● Exercise goal
Answer these from the criteria tree document below, one line each:
(a) What weight does the Code Quality subject carry in the example structure?
(b) Is the Bonus category required?
(c) What does a Penalty weight of -20 mean?

------ Selected extract ------

Data Structures¶

This document describes the core data structures used throughout the Autograder system.

Criteria Tree¶

The criteria tree represents the grading rubric structure. It mirrors how educators think about grading with hierarchical organization.

Structure¶

CriteriaTree
├── Base (weight: 100)
│   ├── Subject: Functionality (weight: 60)
│   │   ├── Test: Correct Output (weight: 100)
│   │   └── Test: Edge Cases (weight: 100)
│   └── Subject: Code Quality (weight: 40)
│       ├── Test: Proper Syntax (weight: 50)
│       └── Test: Good Practices (weight: 50)
├── Bonus (weight: 10)
│   └── Test: Extra Features
└── Penalty (weight: -20)
    └── Test: Late Submission

Categories¶

Base Category¶

Purpose: Core grading criteria
Weight: Typically 100 (represents 100% of base grade)
Contains: Subjects and/or tests
Required: Yes

Bonus Category¶

Purpose: Extra credit opportunities
Weight: Additional percentage (e.g., 10 = up to 10% extra)
Contains: Tests only (no subject grouping)
Required: No

Penalty Category¶

Purpose: Deductions from total score
Weight: Negative percentage (e.g., -20 = up to 20% deduction)

------ Extracted data ------

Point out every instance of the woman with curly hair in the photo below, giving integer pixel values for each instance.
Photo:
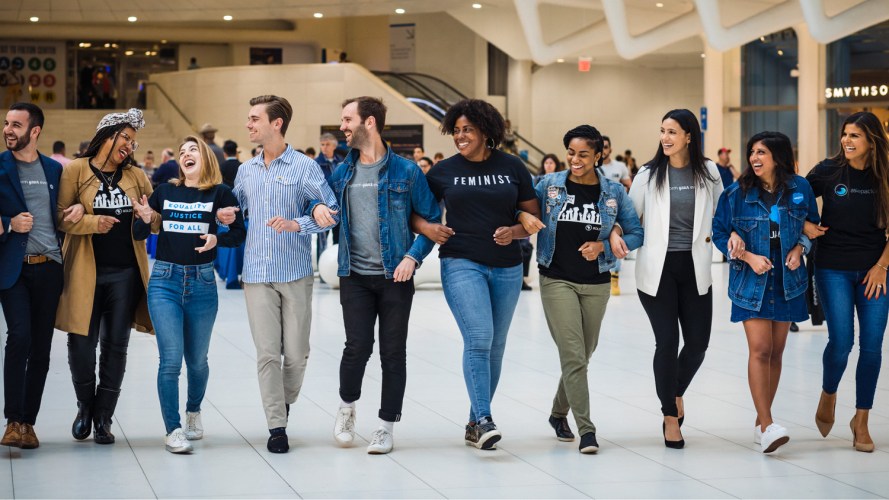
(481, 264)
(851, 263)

------
------ Extracted data ------

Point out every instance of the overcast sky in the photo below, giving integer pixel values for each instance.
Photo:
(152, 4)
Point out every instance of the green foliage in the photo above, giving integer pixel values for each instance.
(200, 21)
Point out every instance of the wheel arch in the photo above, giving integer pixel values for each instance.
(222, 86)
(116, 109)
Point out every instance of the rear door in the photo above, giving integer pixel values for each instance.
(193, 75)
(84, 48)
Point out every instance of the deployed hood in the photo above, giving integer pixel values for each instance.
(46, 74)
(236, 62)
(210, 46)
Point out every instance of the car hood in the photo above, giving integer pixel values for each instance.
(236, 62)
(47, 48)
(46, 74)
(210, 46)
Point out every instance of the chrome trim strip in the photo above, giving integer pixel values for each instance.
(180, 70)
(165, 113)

------

● Answer to the problem
(a) 40
(b) No
(c) Up to a 20% deduction